■ **INFORMATION SUPPLIED**
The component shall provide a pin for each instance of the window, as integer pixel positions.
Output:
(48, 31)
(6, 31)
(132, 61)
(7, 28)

■ **PROBLEM REQUIREMENTS**
Reproduce the whole listing above exactly.

■ **TASK RESPONSE**
The component shall provide a pin for each instance of the window, as integer pixel positions.
Output:
(48, 31)
(6, 31)
(132, 61)
(7, 28)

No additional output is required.